- **Your goal**
Report each line of the material below that contains the word "plastic", matching case exactly.

## BEGIN Entries supplied

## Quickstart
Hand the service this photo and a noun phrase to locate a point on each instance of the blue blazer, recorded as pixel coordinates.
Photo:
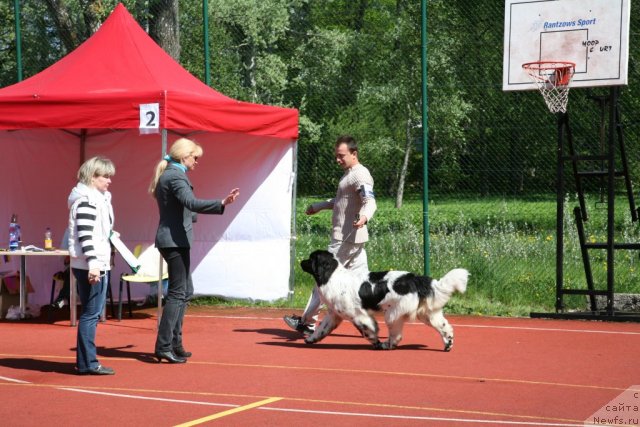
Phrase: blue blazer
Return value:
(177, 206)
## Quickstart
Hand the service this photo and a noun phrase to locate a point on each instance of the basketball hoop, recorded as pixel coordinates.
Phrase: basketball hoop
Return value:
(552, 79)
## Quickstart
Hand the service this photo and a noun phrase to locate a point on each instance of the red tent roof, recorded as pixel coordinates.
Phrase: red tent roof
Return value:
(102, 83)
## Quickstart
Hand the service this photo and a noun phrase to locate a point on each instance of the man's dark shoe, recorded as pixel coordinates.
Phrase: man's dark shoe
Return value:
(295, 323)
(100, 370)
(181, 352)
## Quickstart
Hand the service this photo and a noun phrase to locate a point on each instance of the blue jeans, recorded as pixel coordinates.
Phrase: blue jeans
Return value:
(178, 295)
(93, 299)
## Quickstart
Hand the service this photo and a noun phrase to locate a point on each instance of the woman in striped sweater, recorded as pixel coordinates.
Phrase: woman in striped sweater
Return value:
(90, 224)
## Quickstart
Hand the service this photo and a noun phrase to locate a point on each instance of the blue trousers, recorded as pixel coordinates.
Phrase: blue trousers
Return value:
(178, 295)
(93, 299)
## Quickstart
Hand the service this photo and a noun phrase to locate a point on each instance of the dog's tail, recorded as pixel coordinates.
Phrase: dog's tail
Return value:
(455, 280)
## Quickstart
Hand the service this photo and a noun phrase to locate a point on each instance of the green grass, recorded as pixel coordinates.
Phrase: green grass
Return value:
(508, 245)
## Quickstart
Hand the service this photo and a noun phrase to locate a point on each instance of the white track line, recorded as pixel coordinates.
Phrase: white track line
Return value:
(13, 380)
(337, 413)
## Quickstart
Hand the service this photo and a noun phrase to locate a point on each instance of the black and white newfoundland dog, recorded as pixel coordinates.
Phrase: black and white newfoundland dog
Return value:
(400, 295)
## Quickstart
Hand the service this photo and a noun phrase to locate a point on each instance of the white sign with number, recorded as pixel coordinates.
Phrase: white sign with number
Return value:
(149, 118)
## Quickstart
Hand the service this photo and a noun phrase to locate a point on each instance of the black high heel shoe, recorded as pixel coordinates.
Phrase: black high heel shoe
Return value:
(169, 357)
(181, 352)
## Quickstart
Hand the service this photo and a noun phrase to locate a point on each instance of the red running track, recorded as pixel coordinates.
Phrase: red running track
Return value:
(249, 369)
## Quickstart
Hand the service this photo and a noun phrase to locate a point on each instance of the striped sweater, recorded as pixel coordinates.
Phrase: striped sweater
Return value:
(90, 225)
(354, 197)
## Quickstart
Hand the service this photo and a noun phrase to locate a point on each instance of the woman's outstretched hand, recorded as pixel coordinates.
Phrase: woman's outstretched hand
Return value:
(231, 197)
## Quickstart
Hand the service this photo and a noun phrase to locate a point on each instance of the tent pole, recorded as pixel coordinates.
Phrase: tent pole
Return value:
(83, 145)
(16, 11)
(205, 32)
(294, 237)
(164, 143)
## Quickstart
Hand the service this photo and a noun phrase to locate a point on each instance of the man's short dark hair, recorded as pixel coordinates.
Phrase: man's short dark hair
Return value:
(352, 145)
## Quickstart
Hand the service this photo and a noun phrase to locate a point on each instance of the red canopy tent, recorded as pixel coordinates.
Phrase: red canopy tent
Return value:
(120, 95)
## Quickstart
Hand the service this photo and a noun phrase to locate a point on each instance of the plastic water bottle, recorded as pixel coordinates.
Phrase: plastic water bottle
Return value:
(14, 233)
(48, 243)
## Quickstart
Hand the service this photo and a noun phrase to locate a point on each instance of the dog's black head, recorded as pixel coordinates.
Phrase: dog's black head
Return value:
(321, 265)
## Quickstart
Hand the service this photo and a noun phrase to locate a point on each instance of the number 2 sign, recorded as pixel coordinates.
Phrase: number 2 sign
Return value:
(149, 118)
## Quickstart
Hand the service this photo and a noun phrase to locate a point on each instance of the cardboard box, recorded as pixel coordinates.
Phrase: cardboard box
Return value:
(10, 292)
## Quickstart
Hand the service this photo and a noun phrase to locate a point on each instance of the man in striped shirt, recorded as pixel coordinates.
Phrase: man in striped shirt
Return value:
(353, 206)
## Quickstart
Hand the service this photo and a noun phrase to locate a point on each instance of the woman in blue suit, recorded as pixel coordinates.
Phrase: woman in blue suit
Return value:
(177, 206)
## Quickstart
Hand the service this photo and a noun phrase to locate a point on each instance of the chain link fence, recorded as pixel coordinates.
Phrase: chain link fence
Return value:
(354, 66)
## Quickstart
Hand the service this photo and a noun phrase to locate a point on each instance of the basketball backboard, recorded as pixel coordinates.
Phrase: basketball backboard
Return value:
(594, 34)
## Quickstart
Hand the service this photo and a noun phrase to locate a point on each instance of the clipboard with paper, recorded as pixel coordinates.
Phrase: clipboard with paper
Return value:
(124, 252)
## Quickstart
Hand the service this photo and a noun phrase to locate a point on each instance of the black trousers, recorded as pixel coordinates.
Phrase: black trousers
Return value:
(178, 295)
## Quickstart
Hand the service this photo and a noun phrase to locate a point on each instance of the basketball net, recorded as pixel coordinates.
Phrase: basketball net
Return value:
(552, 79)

## END Entries supplied

- **Solution to this problem**
Hand the service this photo and a noun phrase to locate a point on each instance of the plastic water bottle, recorded as pixel coordinates.
Phrase: plastic water bottle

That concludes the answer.